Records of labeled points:
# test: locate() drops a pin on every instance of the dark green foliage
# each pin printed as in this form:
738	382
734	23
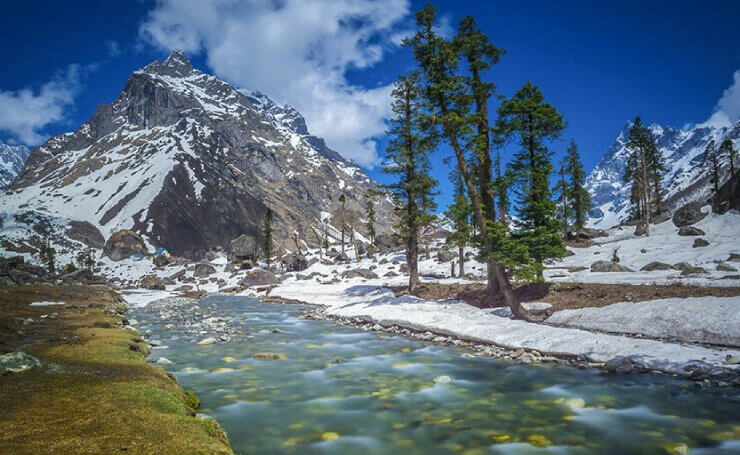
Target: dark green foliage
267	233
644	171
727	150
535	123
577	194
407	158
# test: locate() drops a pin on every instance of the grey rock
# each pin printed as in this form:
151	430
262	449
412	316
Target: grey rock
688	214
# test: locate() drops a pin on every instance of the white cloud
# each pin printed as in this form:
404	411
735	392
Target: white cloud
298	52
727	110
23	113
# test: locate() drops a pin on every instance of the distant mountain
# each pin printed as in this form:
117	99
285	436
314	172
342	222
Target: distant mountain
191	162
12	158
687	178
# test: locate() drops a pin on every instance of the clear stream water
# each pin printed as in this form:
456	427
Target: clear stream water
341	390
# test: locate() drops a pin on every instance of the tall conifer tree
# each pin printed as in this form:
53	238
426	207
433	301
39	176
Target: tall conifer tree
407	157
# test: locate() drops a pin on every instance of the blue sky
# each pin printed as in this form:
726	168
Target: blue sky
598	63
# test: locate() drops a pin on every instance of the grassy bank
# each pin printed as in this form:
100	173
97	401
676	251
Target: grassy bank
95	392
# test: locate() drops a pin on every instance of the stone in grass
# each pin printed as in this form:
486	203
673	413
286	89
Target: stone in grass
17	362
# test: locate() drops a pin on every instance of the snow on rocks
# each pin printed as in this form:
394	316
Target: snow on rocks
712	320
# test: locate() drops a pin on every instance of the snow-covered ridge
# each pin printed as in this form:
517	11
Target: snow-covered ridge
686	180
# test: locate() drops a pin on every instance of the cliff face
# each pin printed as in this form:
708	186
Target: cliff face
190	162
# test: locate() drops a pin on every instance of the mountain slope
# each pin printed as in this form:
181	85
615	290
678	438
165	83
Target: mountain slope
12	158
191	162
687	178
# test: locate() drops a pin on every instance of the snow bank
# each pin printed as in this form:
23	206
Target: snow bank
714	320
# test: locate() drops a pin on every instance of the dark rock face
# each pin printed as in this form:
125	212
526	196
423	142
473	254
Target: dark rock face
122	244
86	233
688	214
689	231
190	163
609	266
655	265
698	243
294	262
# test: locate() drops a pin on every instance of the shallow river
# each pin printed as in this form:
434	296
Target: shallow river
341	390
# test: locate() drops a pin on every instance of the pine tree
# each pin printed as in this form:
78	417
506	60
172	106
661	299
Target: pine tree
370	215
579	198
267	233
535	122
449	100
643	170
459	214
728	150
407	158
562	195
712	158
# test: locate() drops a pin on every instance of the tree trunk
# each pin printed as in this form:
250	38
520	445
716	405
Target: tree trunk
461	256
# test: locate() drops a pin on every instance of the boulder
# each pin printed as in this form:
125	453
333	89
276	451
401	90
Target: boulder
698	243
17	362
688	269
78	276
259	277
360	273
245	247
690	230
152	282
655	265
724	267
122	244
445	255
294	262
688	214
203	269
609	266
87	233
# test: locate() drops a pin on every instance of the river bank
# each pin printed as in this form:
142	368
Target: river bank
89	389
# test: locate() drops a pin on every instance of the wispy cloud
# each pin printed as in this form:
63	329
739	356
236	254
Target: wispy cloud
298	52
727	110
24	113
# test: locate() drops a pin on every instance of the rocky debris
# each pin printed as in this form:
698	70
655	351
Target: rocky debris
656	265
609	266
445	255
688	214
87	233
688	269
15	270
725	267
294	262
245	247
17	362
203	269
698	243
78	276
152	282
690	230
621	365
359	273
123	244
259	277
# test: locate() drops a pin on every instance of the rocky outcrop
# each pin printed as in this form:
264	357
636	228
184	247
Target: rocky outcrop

* * *

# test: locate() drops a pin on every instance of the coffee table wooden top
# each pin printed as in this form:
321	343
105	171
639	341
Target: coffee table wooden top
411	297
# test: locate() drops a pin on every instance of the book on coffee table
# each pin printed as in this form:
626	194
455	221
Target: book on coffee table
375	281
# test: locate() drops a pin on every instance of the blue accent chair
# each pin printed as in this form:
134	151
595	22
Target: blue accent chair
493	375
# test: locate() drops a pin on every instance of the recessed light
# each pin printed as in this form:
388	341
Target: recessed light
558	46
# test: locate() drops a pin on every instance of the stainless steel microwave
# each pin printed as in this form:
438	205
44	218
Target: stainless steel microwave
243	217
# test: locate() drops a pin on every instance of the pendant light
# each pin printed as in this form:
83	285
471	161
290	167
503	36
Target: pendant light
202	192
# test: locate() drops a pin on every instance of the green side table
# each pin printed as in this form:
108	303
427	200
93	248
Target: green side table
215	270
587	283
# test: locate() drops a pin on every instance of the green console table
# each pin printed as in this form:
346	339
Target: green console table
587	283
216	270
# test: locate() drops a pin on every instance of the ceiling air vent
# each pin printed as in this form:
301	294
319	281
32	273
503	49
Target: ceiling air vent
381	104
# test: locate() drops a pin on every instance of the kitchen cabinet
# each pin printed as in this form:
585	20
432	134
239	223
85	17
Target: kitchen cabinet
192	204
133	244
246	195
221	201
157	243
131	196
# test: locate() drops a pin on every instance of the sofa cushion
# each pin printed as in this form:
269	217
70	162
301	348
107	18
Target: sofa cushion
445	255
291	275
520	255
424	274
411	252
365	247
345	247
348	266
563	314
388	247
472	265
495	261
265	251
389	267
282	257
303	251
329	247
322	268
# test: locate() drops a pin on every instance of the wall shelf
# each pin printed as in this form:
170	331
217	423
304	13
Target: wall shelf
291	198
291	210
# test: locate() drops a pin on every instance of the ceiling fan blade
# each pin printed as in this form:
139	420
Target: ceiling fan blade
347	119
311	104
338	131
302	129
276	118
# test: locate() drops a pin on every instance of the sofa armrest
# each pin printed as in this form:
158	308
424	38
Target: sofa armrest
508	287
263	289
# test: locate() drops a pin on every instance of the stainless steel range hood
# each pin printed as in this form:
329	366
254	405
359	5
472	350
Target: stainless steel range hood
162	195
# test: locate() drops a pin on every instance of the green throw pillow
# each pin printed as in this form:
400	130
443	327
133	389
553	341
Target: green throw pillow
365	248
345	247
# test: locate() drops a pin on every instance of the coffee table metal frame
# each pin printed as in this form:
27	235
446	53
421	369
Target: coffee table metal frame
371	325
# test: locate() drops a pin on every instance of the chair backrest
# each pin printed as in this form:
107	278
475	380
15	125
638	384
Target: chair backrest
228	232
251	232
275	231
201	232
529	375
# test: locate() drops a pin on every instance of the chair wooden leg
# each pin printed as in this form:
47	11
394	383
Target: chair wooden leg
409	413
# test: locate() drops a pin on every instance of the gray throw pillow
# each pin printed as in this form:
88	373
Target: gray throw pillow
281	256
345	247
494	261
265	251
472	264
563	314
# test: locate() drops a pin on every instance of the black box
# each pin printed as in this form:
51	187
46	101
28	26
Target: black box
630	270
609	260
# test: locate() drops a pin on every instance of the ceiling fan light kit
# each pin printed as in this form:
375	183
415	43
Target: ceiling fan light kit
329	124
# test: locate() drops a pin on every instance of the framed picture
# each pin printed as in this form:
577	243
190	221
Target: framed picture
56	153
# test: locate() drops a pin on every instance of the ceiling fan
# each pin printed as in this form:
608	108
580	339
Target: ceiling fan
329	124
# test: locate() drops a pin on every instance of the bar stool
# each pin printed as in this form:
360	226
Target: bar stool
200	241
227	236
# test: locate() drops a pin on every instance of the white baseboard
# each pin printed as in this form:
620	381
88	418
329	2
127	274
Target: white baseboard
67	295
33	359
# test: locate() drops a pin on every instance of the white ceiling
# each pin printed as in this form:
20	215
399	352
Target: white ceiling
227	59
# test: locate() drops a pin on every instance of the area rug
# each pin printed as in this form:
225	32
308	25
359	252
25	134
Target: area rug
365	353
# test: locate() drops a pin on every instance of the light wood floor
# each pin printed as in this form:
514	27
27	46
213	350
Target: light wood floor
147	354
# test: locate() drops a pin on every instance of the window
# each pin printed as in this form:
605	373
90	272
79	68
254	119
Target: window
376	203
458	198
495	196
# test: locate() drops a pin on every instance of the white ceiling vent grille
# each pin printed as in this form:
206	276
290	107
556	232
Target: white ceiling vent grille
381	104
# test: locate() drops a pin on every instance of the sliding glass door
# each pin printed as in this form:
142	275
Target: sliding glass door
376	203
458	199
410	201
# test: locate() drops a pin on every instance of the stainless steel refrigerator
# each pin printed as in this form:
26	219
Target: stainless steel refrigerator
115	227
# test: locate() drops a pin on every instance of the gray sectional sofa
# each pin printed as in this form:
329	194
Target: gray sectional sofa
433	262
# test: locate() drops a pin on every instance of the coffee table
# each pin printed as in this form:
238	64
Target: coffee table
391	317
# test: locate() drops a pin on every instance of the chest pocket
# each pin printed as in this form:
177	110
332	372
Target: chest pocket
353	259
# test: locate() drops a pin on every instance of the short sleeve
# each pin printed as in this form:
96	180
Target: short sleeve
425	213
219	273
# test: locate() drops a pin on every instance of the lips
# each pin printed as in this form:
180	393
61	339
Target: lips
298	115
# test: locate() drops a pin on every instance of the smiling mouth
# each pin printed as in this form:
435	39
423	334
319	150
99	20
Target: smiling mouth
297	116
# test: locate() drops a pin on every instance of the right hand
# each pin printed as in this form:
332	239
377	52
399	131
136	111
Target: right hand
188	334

...

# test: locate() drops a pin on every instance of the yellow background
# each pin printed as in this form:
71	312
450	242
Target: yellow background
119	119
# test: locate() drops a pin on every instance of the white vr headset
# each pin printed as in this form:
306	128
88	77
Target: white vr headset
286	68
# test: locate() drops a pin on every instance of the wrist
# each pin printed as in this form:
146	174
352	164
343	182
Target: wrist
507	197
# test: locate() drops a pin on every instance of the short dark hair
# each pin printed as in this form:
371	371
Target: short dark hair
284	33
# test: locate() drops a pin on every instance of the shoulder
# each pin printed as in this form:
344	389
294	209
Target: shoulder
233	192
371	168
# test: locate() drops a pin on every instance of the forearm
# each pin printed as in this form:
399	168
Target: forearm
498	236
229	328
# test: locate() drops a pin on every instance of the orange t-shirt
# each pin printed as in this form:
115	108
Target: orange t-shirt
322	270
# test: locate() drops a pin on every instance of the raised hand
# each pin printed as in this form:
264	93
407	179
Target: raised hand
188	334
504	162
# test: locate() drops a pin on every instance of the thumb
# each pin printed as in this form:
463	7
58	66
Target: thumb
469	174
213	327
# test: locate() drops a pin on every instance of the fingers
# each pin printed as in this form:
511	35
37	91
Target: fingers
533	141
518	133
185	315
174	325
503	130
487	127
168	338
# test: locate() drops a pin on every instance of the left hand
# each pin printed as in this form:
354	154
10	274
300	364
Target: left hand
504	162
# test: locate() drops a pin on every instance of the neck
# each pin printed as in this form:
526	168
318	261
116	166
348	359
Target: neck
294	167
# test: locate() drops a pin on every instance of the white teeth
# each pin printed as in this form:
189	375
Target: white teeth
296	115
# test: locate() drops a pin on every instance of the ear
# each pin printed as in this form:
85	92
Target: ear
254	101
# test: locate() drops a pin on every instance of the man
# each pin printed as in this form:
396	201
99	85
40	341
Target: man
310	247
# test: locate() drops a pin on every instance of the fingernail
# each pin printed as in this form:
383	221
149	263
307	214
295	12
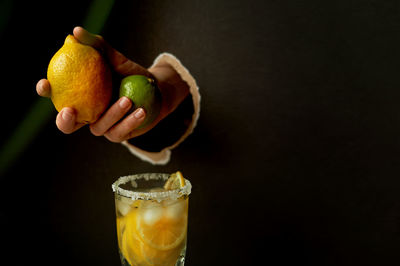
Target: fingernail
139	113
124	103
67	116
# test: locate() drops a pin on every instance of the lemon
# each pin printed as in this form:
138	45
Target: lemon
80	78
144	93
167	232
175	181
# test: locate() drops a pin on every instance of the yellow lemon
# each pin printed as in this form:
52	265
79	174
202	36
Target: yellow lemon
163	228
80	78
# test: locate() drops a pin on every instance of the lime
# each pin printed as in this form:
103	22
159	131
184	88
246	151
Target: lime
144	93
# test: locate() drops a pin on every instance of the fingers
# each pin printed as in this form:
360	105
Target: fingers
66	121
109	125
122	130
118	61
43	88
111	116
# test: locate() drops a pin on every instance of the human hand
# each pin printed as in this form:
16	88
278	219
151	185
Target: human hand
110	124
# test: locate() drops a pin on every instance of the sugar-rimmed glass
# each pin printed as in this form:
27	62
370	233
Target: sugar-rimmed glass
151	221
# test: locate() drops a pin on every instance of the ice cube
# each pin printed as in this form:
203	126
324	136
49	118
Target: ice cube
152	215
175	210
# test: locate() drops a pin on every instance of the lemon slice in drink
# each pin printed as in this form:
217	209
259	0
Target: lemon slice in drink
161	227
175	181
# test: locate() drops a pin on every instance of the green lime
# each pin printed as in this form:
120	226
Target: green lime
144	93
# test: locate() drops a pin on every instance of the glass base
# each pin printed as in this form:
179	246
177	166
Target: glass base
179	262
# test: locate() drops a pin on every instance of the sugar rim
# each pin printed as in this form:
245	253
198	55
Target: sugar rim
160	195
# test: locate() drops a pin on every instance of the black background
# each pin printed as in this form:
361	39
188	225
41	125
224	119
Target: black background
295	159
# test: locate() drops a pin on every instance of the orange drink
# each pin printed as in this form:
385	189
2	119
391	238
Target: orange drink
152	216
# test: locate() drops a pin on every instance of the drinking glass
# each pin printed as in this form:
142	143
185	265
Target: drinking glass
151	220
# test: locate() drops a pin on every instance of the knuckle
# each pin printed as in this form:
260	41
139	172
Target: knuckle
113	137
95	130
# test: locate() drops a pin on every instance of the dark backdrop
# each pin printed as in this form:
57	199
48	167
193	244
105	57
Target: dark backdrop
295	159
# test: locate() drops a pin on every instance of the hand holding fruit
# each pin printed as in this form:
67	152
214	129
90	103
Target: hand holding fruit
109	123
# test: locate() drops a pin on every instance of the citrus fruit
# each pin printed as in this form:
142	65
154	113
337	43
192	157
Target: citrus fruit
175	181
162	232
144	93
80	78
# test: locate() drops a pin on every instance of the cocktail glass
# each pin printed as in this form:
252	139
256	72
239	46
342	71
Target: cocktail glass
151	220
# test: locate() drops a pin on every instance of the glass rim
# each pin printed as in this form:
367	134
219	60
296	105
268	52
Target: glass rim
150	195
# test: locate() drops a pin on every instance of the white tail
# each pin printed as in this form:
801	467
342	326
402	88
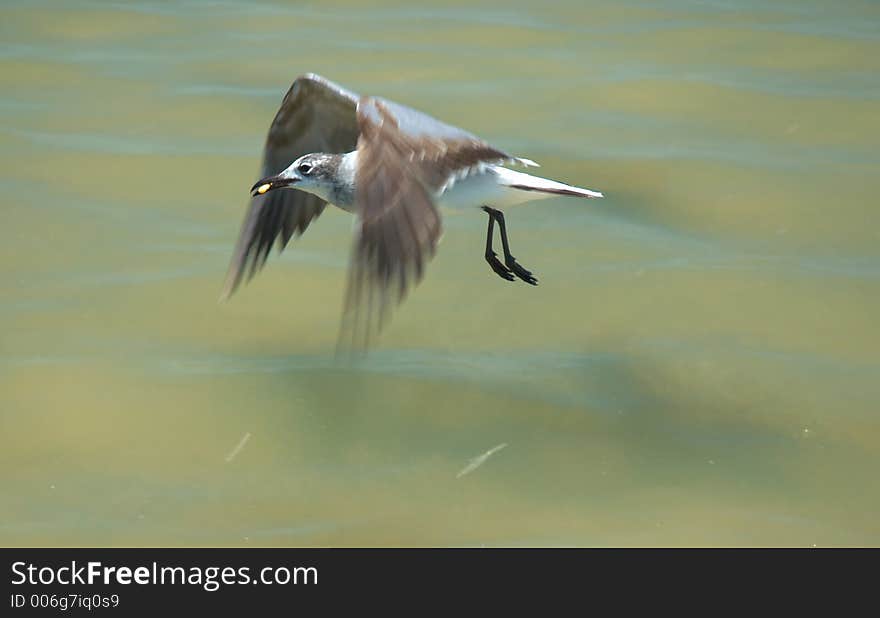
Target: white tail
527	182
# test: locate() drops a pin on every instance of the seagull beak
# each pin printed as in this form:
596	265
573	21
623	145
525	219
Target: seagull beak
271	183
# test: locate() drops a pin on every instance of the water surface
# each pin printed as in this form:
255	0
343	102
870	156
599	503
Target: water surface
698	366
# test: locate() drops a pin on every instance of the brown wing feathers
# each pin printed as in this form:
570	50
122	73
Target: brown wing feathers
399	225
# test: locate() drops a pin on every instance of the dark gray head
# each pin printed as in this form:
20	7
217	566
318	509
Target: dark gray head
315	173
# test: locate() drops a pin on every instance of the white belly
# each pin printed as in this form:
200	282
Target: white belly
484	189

Written problem:
In the data above, copy the lines from the one containing "the rocky outcrop" through the one containing "Target: rocky outcrop", including both of those lines, reproducing each character unchanged.

Full response:
# test: locate() drops a pin on every instance of the rocky outcrop
# each pin printed as in this form:
264	357
636	228
184	247
Target: rocky outcrop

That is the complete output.